Records to use:
================

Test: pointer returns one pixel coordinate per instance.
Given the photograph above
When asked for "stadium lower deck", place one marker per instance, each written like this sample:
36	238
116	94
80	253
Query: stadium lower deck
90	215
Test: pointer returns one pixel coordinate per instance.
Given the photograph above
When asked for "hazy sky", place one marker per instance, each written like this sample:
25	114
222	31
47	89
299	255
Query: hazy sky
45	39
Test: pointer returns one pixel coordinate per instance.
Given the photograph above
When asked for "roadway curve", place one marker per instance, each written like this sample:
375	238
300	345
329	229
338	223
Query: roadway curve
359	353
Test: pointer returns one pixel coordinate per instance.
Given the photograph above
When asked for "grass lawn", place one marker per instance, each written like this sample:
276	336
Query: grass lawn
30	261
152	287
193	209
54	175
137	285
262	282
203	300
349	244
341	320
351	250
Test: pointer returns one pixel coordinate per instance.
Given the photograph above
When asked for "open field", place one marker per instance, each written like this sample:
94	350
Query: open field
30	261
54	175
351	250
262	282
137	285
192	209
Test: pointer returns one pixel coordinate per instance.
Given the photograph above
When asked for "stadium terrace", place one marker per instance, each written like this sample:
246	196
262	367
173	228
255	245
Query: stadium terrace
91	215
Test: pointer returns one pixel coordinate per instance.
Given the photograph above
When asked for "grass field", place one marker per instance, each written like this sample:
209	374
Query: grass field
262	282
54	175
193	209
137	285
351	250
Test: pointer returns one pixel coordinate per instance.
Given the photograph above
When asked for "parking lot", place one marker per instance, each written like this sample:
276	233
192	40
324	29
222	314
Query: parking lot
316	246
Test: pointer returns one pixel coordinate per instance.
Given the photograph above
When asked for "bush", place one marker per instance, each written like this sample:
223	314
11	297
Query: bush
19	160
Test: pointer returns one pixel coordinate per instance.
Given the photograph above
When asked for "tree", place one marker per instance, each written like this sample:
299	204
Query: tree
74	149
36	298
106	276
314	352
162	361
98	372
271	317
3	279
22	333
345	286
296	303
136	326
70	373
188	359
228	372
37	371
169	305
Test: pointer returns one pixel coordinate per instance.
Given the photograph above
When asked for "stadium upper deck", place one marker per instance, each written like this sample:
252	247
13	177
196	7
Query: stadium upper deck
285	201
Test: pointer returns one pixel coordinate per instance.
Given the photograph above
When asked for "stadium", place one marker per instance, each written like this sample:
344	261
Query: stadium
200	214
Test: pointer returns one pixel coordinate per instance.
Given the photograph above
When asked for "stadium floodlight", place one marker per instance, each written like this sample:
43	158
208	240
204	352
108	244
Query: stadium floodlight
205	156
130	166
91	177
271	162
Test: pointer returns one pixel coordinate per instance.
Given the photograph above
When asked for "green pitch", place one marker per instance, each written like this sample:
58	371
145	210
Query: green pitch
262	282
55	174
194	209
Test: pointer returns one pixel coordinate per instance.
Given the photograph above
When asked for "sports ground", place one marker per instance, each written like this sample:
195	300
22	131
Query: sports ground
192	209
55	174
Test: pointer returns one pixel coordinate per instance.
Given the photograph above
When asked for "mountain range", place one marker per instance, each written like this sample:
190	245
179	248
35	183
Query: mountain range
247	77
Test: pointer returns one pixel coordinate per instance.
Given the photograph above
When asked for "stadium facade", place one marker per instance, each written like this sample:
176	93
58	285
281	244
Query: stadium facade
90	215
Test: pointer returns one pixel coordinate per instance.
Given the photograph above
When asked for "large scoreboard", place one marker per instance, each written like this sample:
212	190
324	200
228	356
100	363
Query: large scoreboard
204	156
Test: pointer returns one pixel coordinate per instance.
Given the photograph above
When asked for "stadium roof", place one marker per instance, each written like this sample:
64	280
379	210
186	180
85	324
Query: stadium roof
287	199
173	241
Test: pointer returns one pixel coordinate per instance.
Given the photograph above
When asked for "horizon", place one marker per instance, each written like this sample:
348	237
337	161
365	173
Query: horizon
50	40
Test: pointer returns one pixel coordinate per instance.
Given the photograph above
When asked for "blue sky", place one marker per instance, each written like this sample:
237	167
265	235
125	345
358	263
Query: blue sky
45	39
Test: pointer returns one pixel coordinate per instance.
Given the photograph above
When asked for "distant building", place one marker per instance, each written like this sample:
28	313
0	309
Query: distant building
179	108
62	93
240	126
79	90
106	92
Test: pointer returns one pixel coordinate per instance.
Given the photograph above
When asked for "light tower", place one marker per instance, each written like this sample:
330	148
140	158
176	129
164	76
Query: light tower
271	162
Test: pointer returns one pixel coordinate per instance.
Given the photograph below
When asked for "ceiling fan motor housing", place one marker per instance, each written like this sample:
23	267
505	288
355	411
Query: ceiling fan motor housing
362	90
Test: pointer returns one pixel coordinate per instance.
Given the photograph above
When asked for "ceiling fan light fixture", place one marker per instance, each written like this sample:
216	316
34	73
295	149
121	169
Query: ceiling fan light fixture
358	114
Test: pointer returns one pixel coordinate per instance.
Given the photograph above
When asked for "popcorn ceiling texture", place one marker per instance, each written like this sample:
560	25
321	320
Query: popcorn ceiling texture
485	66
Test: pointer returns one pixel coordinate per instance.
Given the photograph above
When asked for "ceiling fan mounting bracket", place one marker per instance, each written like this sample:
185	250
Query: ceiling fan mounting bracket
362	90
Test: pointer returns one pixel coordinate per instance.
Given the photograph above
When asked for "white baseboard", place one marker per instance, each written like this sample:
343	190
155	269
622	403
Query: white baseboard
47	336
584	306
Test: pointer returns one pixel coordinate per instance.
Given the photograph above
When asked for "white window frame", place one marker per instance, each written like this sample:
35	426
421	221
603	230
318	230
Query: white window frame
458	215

================

Exercise instructions:
Reproduce the data in its entirety, matching each character.

Worked solution:
Test: pointer returns one pixel coordinate per instance.
Given the photograph above
When asked for "stadium lower deck", place one marker per instance, each written like this sample:
36	238
116	94
80	253
Query: stadium lower deck
90	215
Test: pointer returns one pixel coordinate per instance.
Given the photograph above
When asked for "hazy sky", place one marker per instance, each written like this sample:
25	114
222	31
47	89
299	255
Query: hazy sky
45	39
Test: pointer returns one pixel coordinate per instance.
Given the photograph above
When asked for "roadway curve", place one marker per instance, each written like this sample:
375	238
300	345
329	229
338	223
Query: roadway curve
359	353
Test: pointer returns one pixel coordinate per instance.
Given the photograph above
When asked for "grass lawn", place one marker per instance, each written like this sample:
276	336
Query: grass lawn
30	261
152	287
193	209
54	175
137	285
262	282
203	300
349	244
341	320
351	250
Test: pointer returns one pixel coordinate per instance.
Given the photograph above
When asked for "open field", place one marker per instance, each written like this sample:
94	350
Query: open field
30	261
54	175
351	250
262	282
137	285
192	209
Test: pointer returns one pixel coordinate per instance.
Given the photograph above
When asked for "stadium terrace", place one marker per instance, each written like this sample:
246	196
262	367
173	228
255	245
Query: stadium terrace
91	215
Test: pointer returns one pixel coordinate per instance.
Given the photograph above
When asked for "grass field", place one marker per instance, each written like this sample:
209	374
Query: grass field
262	282
54	175
193	209
137	285
351	250
Test: pointer returns one pixel coordinate per instance.
Given the photograph above
When asked for "parking lot", place one marker per instance, each written like this sample:
276	233
192	40
324	29
222	314
Query: parking lot
316	246
Test: pointer returns one pixel coordinate per instance.
Given the photograph above
When asked for "bush", place one marker per instance, each written like this sample:
223	314
11	297
Query: bush
19	160
Test: pointer returns one pixel coordinate per instance.
Given the photograph above
When asked for "tree", place one marker per instance, each written like this sample:
299	204
Query: tree
74	149
36	298
106	276
314	352
162	361
98	372
271	317
3	279
22	333
345	286
296	303
136	326
70	373
188	359
228	372
37	371
169	305
Test: pointer returns one pixel coordinate per instance.
Given the photograph above
When asked for "stadium upper deck", place one marker per instance, each written like this sample:
252	247
13	177
196	7
Query: stadium upper deck
285	201
Test: pointer returns one pixel coordinate per instance.
Given the photograph above
When asked for "stadium", place one marker per instance, each written like this sample:
344	261
Query: stadium
200	214
Test: pointer returns one pixel coordinate per instance.
Given the photograph above
When asked for "stadium floodlight", place one marker per instance, each written like this sample:
43	158
208	240
204	352
108	244
Query: stadium floodlight
205	156
130	166
91	177
271	162
Test: pointer returns one pixel coordinate per instance.
Given the photograph above
When asked for "green pitch", place one marker per instance, each written like this sample:
58	371
145	210
Query: green pitch
262	282
55	174
194	209
Test: pointer returns one pixel coordinate per instance.
Given the photograph above
When asked for "sports ground", place one marker per instance, each written like this sample:
195	300
22	131
Query: sports ground
192	209
55	174
Test: pointer returns one pixel coordinate per instance.
Given the photograph above
When asked for "mountain range", place one marker per instance, each written like this sample:
190	245
179	248
35	183
Query: mountain range
247	77
Test: pointer returns one pixel coordinate per instance.
Given the photograph above
When asked for "stadium facade", place one marker per instance, each written like this sample:
176	93
58	285
281	244
Query: stadium facade
90	215
Test: pointer returns one pixel coordinate per instance.
Given the photograph above
When asked for "large scoreboard", place one marker per instance, each written like this sample:
212	190
324	200
228	356
100	363
Query: large scoreboard
204	156
Test: pointer returns one pixel coordinate per instance.
Given the photograph above
When asked for "stadium roof", place one marker per instance, each written like this sample:
64	280
379	210
186	180
85	324
Query: stadium roof
287	199
173	241
Test: pointer returns one pixel coordinate per instance.
Given the photograph above
When asked for "horizon", place one marker per instance, each written like this sample:
348	237
337	161
365	173
Query: horizon
50	40
Test: pointer returns one pixel coordinate per instance.
Given the photograph above
When asked for "blue sky", place one marker per instance, each written like this sample:
237	167
265	235
125	345
358	263
Query: blue sky
45	39
Test: pointer returns one pixel coordinate per instance.
Given the photograph above
When asked for "distant building", place one marker per instance, each written like this sample:
28	313
0	309
Query: distant building
179	108
62	93
240	126
79	90
106	92
Test: pointer returns one pixel coordinate per instance.
Given the photograph above
When asked for "light tower", place one marker per instance, each written like this sample:
330	148
140	158
176	129
164	76
Query: light tower
271	162
Test: pointer returns one pixel coordinate per instance.
Given the photograph below
When asked for "ceiling fan motor housing", place one marker per instance, each written like this sample:
23	267
505	288
355	411
Query: ceiling fan motor housing
362	90
Test: pointer returns one pixel coordinate per instance.
Given the photograph above
When asked for "ceiling fan light fixture", place one marker per instance, each written like this sample:
216	316
34	73
295	149
121	169
Query: ceiling fan light fixture
358	114
Test: pointer returns one pixel coordinate per instance.
Given the photograph above
When asked for "popcorn ceiling texture", place one marker per instance, each written like this sample:
560	25
321	320
Query: popcorn ceiling texture
485	66
Test: pointer returns one pixel coordinate per instance.
Given the photograph above
When asked for "ceiling fan mounting bracket", place one marker per instance, each written like this sample:
185	250
Query: ceiling fan mounting bracket
362	90
Test: pointer returns one pixel coordinate per instance.
Given the photograph above
When asked for "white baseboard", place one marker per instance, each written like this sample:
343	190
155	269
622	403
Query: white baseboard
47	336
584	306
Test: pointer returns one pixel coordinate per instance.
Given the photograph above
When asked for "white window frame", place one marker per instance, each written like this sample:
35	426
421	221
603	230
318	230
Query: white window frame
458	215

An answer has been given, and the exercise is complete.